Somme théologique

Somme théologique — La secunda secundae

70. LES INJUSTICES COMMISES PAR LE TÉMOIN

  1. Est-on obligé de porter témoignage ?
  2. Le témoignage de deux ou trois témoins est-il suffisant ?
  3. Un témoin peut-il être récusé sans une faute de sa part ?
  4. Est-ce un péché mortel de porter un faux témoignage ?

1. Est-on obligé de porter témoignage ?

Objections

1. Il semble qu'on ne puisse être tenu de porter témoignage. S. Augustin, estime qu'Abraham, en disant de sa femme : « C'est ma sœur » (Genèse 12.12), a voulu cacher la vérité, non faire un mensonge. Mais en cachant la vérité on s'abstient de témoigner. Donc on n'est pas tenu de témoigner.

2. Personne n'est tenu d'agir avec fourberie. Or nous lisons au livre des Proverbes (Proverbes 11.13 Vg) : « Le fourbe révèle les secrets ; mais l'homme au cœur fidèle garde caché ce que son ami lui a confié. » Un homme ne saurait donc être toujours tenu de porter témoignage, surtout sur un fait dont son ami lui a confié le secret.

3. Les clercs et les prêtres sont obligés plus que tous les autres à observer ce qui est nécessaire au salut. Or il leur est interdit de porter témoignage dans une cause criminelle. Donc témoigner n'est pas nécessaire au salut.

* _Données enregistrées_:
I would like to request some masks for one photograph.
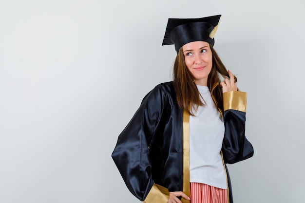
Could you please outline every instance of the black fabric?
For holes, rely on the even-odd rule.
[[[245,113],[228,110],[224,116],[225,163],[251,156],[253,148],[245,137]],[[182,126],[183,112],[171,82],[158,85],[144,97],[119,136],[112,157],[127,187],[140,200],[145,199],[153,183],[170,191],[182,191]]]

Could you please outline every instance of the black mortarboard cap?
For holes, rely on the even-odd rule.
[[[206,41],[213,46],[221,17],[219,15],[199,18],[169,18],[162,45],[174,44],[177,53],[192,41]]]

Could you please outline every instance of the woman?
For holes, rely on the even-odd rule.
[[[173,80],[145,96],[118,137],[113,158],[145,203],[232,203],[226,164],[253,156],[246,93],[212,48],[220,17],[169,19],[162,45],[177,53]]]

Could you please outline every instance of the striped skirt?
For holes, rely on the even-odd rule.
[[[190,203],[228,203],[226,189],[191,183]]]

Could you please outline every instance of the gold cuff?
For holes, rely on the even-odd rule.
[[[167,203],[170,199],[169,190],[159,185],[153,184],[152,189],[143,201],[144,203]]]
[[[230,91],[223,94],[224,111],[229,109],[246,112],[247,92]]]

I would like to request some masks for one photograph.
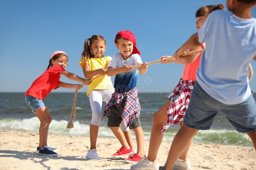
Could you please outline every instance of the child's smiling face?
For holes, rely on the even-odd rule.
[[[198,31],[203,26],[203,25],[207,17],[206,16],[201,16],[196,17],[196,29]]]
[[[117,40],[116,44],[116,48],[120,50],[124,59],[126,60],[131,56],[134,46],[132,42],[127,39],[121,38]]]
[[[68,65],[68,58],[65,55],[63,55],[55,60],[52,60],[52,66],[59,65],[65,68]]]
[[[100,40],[95,40],[90,46],[90,48],[93,57],[100,57],[104,53],[106,49],[105,42]]]

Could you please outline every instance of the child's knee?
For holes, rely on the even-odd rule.
[[[153,123],[162,125],[166,123],[167,120],[167,115],[165,118],[163,118],[163,117],[159,116],[157,114],[155,114],[153,116]]]
[[[92,120],[91,121],[91,124],[96,126],[99,126],[101,119],[101,113],[93,113],[92,115]]]

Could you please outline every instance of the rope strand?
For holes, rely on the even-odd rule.
[[[188,55],[194,54],[198,53],[201,53],[204,51],[204,50],[200,50],[195,51],[189,51],[188,52],[186,52],[181,54],[181,56],[185,56],[186,55]],[[172,60],[175,60],[172,57],[171,57],[169,58],[165,59],[165,61],[169,61]],[[159,63],[161,62],[161,60],[159,60],[156,61],[152,61],[147,63],[147,65],[152,65],[154,64],[157,63]],[[139,68],[140,67],[140,65],[137,65],[136,66],[133,66],[131,67],[132,68]],[[252,65],[251,63],[249,63],[249,81],[251,81],[252,78],[252,76],[253,75],[253,72],[252,70]],[[93,78],[90,79],[89,81],[91,82],[92,81],[95,79],[97,79],[99,77],[101,76],[102,75],[99,74],[97,76]],[[73,103],[73,107],[72,109],[72,113],[70,116],[70,120],[68,122],[68,125],[67,126],[67,128],[71,129],[74,127],[74,124],[73,124],[73,121],[76,117],[76,96],[77,95],[77,91],[78,91],[78,89],[76,89],[76,91],[75,92],[75,96],[74,96],[74,101]]]

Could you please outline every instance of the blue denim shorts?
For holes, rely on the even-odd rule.
[[[218,111],[224,114],[238,132],[256,131],[256,104],[252,94],[240,104],[223,104],[207,94],[196,82],[183,123],[188,127],[210,129]]]
[[[31,96],[26,96],[25,100],[27,104],[32,110],[32,111],[34,113],[36,112],[35,110],[36,109],[45,107],[43,100]]]

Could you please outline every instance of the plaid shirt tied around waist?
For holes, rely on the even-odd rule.
[[[170,125],[178,124],[183,120],[191,98],[191,93],[196,82],[194,80],[182,80],[180,79],[178,85],[168,98],[170,100],[175,96],[172,104],[167,109],[167,123],[162,128],[160,134],[168,129]]]
[[[110,107],[114,105],[117,106],[120,106],[122,101],[124,100],[125,102],[121,117],[126,123],[126,127],[129,126],[140,114],[140,105],[139,102],[138,94],[138,91],[135,88],[123,93],[114,93],[112,94],[111,99],[105,106],[103,115],[107,118]]]

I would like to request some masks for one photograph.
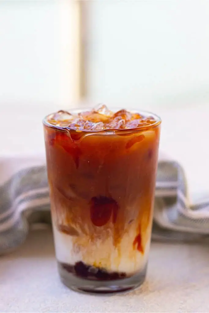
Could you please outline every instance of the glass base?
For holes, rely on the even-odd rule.
[[[78,277],[69,273],[58,263],[61,281],[70,289],[80,292],[102,295],[127,292],[140,287],[144,281],[146,266],[131,277],[112,280],[94,280]]]

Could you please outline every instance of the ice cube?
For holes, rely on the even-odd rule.
[[[123,109],[116,112],[114,114],[113,116],[113,117],[120,116],[123,120],[125,120],[125,121],[128,121],[131,118],[132,114],[130,112]]]
[[[108,116],[112,116],[113,114],[113,112],[109,110],[105,104],[99,104],[93,110],[100,114],[103,114]]]
[[[86,130],[98,131],[103,130],[104,129],[104,126],[102,122],[94,123],[86,121],[84,125],[83,128]]]

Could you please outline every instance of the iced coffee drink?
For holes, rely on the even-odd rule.
[[[160,123],[105,105],[44,119],[56,254],[71,288],[118,292],[144,280]]]

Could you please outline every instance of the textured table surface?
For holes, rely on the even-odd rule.
[[[209,247],[153,243],[147,280],[111,296],[78,294],[60,282],[50,230],[0,257],[1,312],[209,312]]]

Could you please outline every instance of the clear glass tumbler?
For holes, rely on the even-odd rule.
[[[145,279],[161,120],[135,112],[154,122],[93,132],[43,121],[59,271],[77,291],[127,291]]]

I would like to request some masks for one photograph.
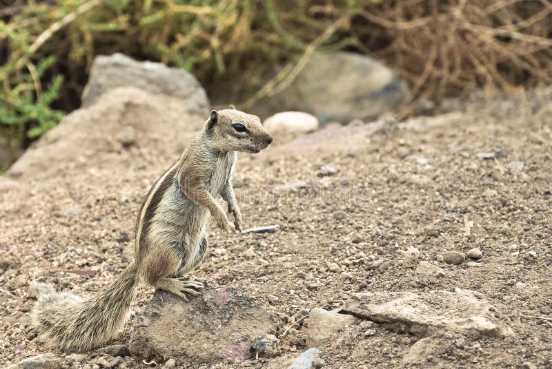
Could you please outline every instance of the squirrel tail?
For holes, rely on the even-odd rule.
[[[66,292],[40,296],[33,311],[39,339],[65,351],[86,351],[114,338],[130,317],[136,271],[132,264],[89,299]]]

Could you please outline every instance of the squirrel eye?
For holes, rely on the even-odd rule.
[[[235,125],[232,125],[232,127],[234,127],[234,130],[237,132],[245,132],[247,131],[246,126],[240,123],[236,123]]]

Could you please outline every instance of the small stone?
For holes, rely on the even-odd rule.
[[[172,358],[169,359],[165,361],[165,365],[163,366],[165,369],[174,369],[177,367],[177,361]]]
[[[248,228],[241,231],[241,234],[246,233],[273,233],[278,229],[277,225],[264,226],[255,226],[253,228]]]
[[[481,252],[481,249],[479,247],[474,247],[468,251],[467,256],[470,259],[478,260],[483,257],[483,253]]]
[[[523,369],[537,369],[537,366],[531,361],[525,361],[522,364]]]
[[[362,235],[357,233],[353,237],[353,240],[351,240],[351,242],[353,244],[359,244],[361,242],[364,242],[364,239],[362,238]]]
[[[440,273],[444,274],[441,268],[427,262],[420,262],[417,268],[416,268],[416,273],[424,275],[437,275]]]
[[[466,346],[466,340],[463,338],[459,338],[454,342],[454,344],[458,348],[464,348],[464,346]]]
[[[315,369],[319,369],[320,368],[324,367],[326,365],[326,361],[324,361],[323,359],[319,357],[315,358],[314,361],[313,361],[313,366]]]
[[[489,159],[492,159],[495,157],[495,153],[493,152],[480,152],[477,153],[477,158],[480,159],[484,159],[488,160]]]
[[[251,348],[257,354],[272,357],[278,354],[278,339],[273,335],[261,335],[253,340]]]
[[[14,364],[6,366],[4,369],[59,369],[61,363],[52,354],[41,354],[23,359]]]
[[[331,272],[337,273],[341,271],[341,268],[337,263],[330,263],[328,264],[328,270]]]
[[[111,345],[96,350],[99,354],[106,354],[112,357],[130,356],[130,351],[125,345]]]
[[[27,295],[32,299],[37,299],[43,295],[48,295],[55,292],[54,287],[46,283],[32,281],[29,284]]]
[[[439,237],[439,230],[434,228],[426,228],[424,229],[424,235],[426,237]]]
[[[339,167],[333,164],[322,165],[320,170],[316,173],[317,177],[329,177],[337,174],[339,171]]]
[[[465,260],[466,257],[464,255],[458,251],[446,251],[443,253],[443,261],[446,264],[460,265],[463,263]]]
[[[478,263],[478,262],[470,262],[468,264],[466,264],[466,265],[467,265],[468,266],[483,266],[485,264],[483,264],[483,263]]]
[[[303,321],[308,316],[309,311],[308,309],[302,309],[295,314],[295,321],[298,321],[299,325],[303,325]]]
[[[508,163],[507,167],[513,171],[520,171],[523,169],[524,165],[523,162],[513,160]]]
[[[401,253],[402,253],[404,262],[406,263],[416,262],[420,258],[420,250],[412,245],[406,251],[401,250]]]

* _Tâches à réaliser_:
[A] Répondez à ces questions sur l'extrait consacré au témoignage :
(i) Quelles paroles Abraham dit-il de sa femme, d'après la première objection ?
(ii) Que garde caché l'homme au cœur fidèle, selon le passage cité des Proverbes ?
(iii) Dans quel genre de cause est-il interdit aux clercs et aux prêtres de porter témoignage ?
[B] Reprenez l'extrait consacré au témoignage à la suite de sa dernière phrase.

* _Réponses par tâche_:
[A]
(i) « C'est ma sœur »
(ii) Ce que son ami lui a confié
(iii) Une cause criminelle

[B]
En sens contraire, S. Augustin écrit : « Celui qui cache la vérité et celui qui profère un mensonge sont tous deux coupables : le premier parce qu'il ne veut pas être utile, le second parce qu'il cherche à nuire. »

Réponse

Il y a une distinction à faire sur la déposition du témoin. Tantôt sa déposition est requise, tantôt elle ne l'est pas. La déposition d'un inférieur, en effet, peut être requise par le supérieur qui est en droit d'exiger l'obéissance en tout ce qui relève de la justice ; dans ce cas il n'est pas douteux que l'on est tenu d'apporter son témoignage sur les faits, pourvu que la déposition soit demandée par le juge conformément aux prescriptions du droit ; par exemple sur des crimes flagrants ou déjà dénoncés par l'opinion publique. Mais si le témoignage est exigé sur d'autres faits, par exemple pour des faits secrets ou que la rumeur publique n'a pas divulgués, on n'est pas tenu de témoigner.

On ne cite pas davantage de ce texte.